-- START OF Passage to read --

Welcome to the second post and the first step in our “Oracle Data Professional to Oracle Data Scientist” series. Last time, we covered how Oracle Autonomous Database is helping to change the DBA’s role and how DBAs and Oracle data professionals can make the transition to Oracle data scientist in six steps. If you haven’t read the previous blog post, I highly recommend doing so.
This time, we’re going to jump into the first step to becoming an Oracle data scientist: Business Understanding.
You can now also watch the Oracle Machine Learning Overview: from Oracle Data Professional to Oracle Data Scientist in 6 Weeks! on YouTube.
Why Business Understanding Is So Important
The biggest mistake data analysts make in applying machine learning algorithms is to minimize the importance of this critical step and jump to poorly formed problem statements. Forty percent of your mental energy on your machine learning project should be spent making sure that you have properly thought through the data science project’s goal and everyone buys in.
Instead, most machine learning “rookies” come up too quickly with goals from their managers that sound good, like “identify employees that leave” or “target our ‘best’ customers.” Later, these poorly formed business problem statements steer the data science projects down time-wasting and non-productive paths. Managers become frustrated with the lack of useful results or worse, take action on poorly defined business problem statements and associated machine learning results. This waste of time and resources fools organizations into believing that the machine learning is to blame rather than realizing that they rushed into a data science project before fully thinking it through.
The Business Problem Statement
The key to creating business understanding is to start with a well-defined business problem statement.
These are the types of business problems you may be looking to solve:
On the surface, these seem like fine problems to investigate, but they’re way too general to base a machine learning project on. Instead, we need to take a note from Albert Einstein.
“If I had an hour to solve a problem I'd spend 55 minutes thinking about the problem and five minutes thinking about solutions.”
― Albert Einstein
Einstein knew that the more you think about the problem you’re trying to solve, the more specific you can be in your approach to solving that problem. The more specific you are in your approach, the more likely you are to get the results you’re looking for instead of chasing a bunch of irrelevant data.
For example, “identify employees who leave our organization” seems like a good business problem statement, but it isn’t specific enough. The easiest way to identify employees that will leave is to see which employees have submitted their resignation notices. But if you’re interested in employee retention, that’s not the data you’re really looking for.
You probably want to, say, identify the signs that an employee is likely to voluntarily leave three months before he or she submits their resignation notice—when the business can actually do something about it.
But even that level of detail isn’t good enough. You’d still need to figure out what “voluntarily leave” means. Are you including people who retire, take family leave, or switch to part time?
Do you only require a prediction and a probability for each prediction, or do you also require understanding the model’s reasons for each prediction? A machine learning model that can predict three months ahead of an employee’s voluntary attrition requires that you feed the algorithms data about employees that both leave and stay.
A well-defined business problem statement for this case might be: Identify employees that voluntarily attrite three months before they leave and provide reasons why. A variant of this could be to identify likely high-value employees that are likely to leave three months before they leave and provide reasons why—but that’s another model or a combination of a likely high-performer model in combination with our voluntary attrition early warning model.
How to Properly Define a Business Problem Statement
Thinking through the business problem statement in detail is what separates successful machine learning projects from those that fail and end in frustration.

-- END OF Passage to read --

• What this exercise asks
(A) Answer these questions from the post on business understanding for machine learning:
(i) What share of mental energy on a machine learning project should go to thinking through the project's goal?
(ii) In the quoted Einstein line, how many minutes of the hour go to thinking about the problem?
(iii) How long before an employee's resignation notice should the signs of voluntary leaving be identified?
(B) Extend the post on business understanding for machine learning, picking up after its final sentence.

-- START OF Available data --

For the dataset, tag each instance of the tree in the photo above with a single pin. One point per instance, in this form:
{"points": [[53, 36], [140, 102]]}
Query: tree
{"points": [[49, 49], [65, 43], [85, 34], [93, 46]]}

-- END OF Available data --

• Results for the exercise
(A)
(i) Forty percent.
(ii) 55 minutes.
(iii) Three months.

(B)
The king of all ill-defined business problem statements is: “I’ve got all this data. Can you mine it for useful insights?”
This is a trap.
Just like golf where a poorly placed shot can leave you struggling in a sand trap, a poorly formed problem statement can start you on the wrong path—wasting time, resources, and management’s patience in the process.
For example, some time ago I supported a large consumer packaged goods company (CPG)—detergents, soaps, dental items, baby items, deodorants, and personal care items. One of the data analysts at the company was tasked by his manager to “apply clustering algorithms to our data from our retailer stores to find interesting patterns in our products sold.”
You can approach the problem this way, but it’s often a lot of work and unsatisfying when insights don’t just jump out at you. This stems from the difference between supervised and unsupervised machine learning.
Supervised learning is where you have “labeled data” (e.g. 0 or 1; Yes vs. No; A, B, or C; defaulted on loan, good credit; etc.) and use that as your “target attribute.” This would be employees who have attrited or are currently employed in our previous example. Typical supervised learning algorithms include classification algorithms such as decision trees, generalized linear models, support vector machines, neural networks, and random forests—but more on this in Week 4.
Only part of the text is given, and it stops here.